** start Dataset records **
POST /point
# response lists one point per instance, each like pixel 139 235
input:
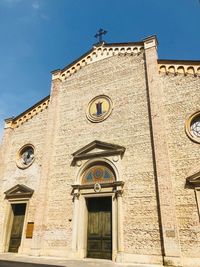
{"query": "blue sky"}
pixel 38 36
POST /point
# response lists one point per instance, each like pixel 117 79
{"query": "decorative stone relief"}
pixel 175 67
pixel 192 127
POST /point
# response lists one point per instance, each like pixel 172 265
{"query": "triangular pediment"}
pixel 97 149
pixel 194 179
pixel 19 191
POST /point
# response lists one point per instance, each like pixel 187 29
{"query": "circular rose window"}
pixel 99 108
pixel 193 127
pixel 25 156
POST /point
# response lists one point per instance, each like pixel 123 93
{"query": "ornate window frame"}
pixel 188 124
pixel 102 117
pixel 19 155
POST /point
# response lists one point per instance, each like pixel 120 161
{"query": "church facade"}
pixel 107 165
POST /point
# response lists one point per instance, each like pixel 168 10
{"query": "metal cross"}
pixel 99 34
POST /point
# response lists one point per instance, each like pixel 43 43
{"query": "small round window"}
pixel 25 156
pixel 193 127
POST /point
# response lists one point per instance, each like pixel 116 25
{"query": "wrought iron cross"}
pixel 99 34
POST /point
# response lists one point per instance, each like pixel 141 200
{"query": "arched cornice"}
pixel 181 67
pixel 98 52
pixel 27 114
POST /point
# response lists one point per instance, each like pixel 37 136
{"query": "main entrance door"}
** end Dataset records **
# Written request
Take the entries shown above and quote them verbatim, passing over the pictures.

# Correct output
POST /point
# response lists one point per instance, each like pixel 139 235
input:
{"query": "blue sky"}
pixel 38 36
POST /point
# response lists one point per instance, each like pixel 117 79
{"query": "decorative stone relief"}
pixel 175 67
pixel 192 127
POST /point
# response lists one point per instance, each like pixel 172 265
{"query": "triangular pediment"}
pixel 97 149
pixel 194 179
pixel 19 191
POST /point
# response lists one point per instance, each like pixel 187 29
{"query": "circular rose window"}
pixel 99 108
pixel 193 127
pixel 25 156
POST /point
# response lists one point per instance, each like pixel 123 93
{"query": "ornate window frame"}
pixel 188 124
pixel 102 117
pixel 19 155
POST /point
# response lists one point per instance, each like pixel 120 161
{"query": "church facade"}
pixel 107 165
POST /point
# response lists one point per instance, each like pixel 168 10
{"query": "metal cross"}
pixel 99 34
POST /point
# response lists one point per instance, each like pixel 43 43
{"query": "small round window"}
pixel 25 156
pixel 193 127
POST /point
# response lists one point per instance, each like pixel 116 25
{"query": "wrought iron cross"}
pixel 99 34
POST /point
# response lists one point per instance, each like pixel 141 200
{"query": "arched cornice"}
pixel 181 67
pixel 98 52
pixel 27 114
POST /point
# response lists one point per instance, each like pixel 37 136
{"query": "main entrance door"}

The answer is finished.